++++ Trecho dos dados ++++

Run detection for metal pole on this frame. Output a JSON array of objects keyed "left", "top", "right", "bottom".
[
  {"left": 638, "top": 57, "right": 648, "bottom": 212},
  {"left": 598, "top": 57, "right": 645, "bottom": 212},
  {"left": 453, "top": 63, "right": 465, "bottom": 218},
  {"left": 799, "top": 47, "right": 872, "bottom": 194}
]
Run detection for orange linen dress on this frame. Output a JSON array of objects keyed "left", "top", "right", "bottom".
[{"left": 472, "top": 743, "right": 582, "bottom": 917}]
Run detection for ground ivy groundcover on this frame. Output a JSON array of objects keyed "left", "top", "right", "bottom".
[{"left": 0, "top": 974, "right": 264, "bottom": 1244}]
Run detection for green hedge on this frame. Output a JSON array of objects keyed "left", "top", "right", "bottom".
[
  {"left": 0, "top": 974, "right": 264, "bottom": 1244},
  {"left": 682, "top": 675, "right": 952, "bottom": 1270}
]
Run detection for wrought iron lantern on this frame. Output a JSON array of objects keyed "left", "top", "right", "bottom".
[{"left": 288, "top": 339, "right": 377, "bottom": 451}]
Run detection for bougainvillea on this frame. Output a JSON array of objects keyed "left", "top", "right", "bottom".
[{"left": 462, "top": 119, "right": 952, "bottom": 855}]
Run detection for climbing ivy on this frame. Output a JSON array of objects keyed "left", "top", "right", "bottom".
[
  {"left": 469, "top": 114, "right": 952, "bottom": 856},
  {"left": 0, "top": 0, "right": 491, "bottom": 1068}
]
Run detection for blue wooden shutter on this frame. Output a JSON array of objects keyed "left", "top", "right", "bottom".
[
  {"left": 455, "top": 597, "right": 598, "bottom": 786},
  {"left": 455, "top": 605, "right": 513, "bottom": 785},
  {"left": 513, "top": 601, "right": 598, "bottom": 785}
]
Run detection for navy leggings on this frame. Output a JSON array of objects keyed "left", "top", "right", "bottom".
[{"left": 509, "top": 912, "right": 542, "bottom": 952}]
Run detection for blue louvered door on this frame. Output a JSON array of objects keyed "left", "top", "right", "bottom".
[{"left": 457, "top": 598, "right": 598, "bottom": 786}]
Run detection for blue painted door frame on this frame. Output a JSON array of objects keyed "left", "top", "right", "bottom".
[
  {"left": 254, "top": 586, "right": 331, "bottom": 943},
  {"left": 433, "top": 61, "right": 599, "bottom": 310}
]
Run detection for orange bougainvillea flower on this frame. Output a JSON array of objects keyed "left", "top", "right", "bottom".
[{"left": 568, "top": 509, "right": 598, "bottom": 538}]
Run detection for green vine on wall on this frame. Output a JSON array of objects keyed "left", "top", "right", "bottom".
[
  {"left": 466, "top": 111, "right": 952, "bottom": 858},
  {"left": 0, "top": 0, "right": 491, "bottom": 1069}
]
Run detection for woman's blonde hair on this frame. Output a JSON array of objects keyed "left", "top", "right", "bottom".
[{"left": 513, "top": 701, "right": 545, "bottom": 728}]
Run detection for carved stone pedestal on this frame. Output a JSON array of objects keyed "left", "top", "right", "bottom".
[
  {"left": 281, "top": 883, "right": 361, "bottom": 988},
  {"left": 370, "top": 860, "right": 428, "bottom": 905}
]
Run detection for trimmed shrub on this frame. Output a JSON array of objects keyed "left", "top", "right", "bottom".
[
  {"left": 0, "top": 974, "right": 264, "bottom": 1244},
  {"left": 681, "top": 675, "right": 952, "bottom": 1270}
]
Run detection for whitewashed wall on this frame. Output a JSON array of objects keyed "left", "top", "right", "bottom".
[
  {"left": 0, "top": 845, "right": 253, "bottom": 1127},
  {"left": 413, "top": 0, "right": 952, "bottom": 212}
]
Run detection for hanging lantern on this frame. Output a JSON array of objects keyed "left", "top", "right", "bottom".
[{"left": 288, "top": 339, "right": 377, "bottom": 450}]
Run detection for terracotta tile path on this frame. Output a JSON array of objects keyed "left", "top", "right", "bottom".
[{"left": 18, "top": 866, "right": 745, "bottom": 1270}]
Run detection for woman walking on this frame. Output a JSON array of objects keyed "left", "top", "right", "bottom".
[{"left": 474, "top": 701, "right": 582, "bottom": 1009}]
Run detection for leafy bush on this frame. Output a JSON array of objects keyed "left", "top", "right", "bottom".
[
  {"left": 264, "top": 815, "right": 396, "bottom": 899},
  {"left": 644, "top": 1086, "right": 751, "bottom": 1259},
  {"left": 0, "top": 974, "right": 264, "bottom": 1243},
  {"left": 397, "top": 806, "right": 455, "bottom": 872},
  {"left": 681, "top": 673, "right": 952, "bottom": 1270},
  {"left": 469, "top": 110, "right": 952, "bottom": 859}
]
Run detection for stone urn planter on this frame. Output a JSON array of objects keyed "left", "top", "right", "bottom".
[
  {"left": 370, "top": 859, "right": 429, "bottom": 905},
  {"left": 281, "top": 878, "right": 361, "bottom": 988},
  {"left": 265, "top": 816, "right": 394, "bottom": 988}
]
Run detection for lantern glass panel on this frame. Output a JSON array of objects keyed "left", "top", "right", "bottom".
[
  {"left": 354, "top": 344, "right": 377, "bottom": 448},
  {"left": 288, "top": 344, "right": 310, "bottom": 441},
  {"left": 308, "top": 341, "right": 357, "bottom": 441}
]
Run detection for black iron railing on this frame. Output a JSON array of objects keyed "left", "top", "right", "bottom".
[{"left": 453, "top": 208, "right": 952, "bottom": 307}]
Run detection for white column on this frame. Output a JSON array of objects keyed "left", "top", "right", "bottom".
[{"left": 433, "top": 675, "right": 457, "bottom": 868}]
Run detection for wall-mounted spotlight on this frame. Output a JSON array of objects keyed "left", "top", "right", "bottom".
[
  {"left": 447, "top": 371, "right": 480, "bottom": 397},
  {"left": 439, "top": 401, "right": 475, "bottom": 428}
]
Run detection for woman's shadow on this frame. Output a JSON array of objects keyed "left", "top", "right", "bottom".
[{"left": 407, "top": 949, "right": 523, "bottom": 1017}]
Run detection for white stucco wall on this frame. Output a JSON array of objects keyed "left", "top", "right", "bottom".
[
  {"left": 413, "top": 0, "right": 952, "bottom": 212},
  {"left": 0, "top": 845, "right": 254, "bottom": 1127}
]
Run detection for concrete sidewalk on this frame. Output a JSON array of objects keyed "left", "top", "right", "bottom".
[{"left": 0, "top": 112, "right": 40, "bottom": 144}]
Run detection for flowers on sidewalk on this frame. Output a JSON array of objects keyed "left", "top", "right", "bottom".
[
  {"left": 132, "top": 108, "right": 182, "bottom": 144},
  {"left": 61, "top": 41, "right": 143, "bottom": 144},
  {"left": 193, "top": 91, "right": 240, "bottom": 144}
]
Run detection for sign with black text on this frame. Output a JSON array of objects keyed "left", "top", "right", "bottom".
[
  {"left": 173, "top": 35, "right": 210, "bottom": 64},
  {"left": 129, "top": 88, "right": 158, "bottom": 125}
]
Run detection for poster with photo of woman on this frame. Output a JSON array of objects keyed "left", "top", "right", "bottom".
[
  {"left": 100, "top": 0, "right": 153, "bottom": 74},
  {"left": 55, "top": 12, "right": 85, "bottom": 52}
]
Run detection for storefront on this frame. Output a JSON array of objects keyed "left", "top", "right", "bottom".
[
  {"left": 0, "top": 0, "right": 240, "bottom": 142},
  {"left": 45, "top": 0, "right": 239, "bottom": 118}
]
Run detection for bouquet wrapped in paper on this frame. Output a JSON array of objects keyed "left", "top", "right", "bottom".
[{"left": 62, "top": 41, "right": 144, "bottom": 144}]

++++

§ Objetivo do exercício
Reescreva os itens desde a linha que contém "Run detection for poster" até o fim, com os pedidos incluídos. Aumente em 75 cada coordenada das caixas delimitadoras nas respostas.

§ Resultado do exercício
Run detection for poster with photo of woman on this frame. Output a JSON array of objects keyed "left", "top", "right", "bottom".
[
  {"left": 175, "top": 75, "right": 228, "bottom": 149},
  {"left": 130, "top": 87, "right": 160, "bottom": 127}
]
Run detection for storefront on this frame. Output a JSON array of objects keyed "left", "top", "right", "bottom".
[
  {"left": 75, "top": 75, "right": 315, "bottom": 217},
  {"left": 120, "top": 75, "right": 314, "bottom": 193}
]
Run detection for bouquet wrapped in paper on this frame. Output a JSON array of objects keyed "left", "top", "right", "bottom".
[{"left": 137, "top": 116, "right": 219, "bottom": 219}]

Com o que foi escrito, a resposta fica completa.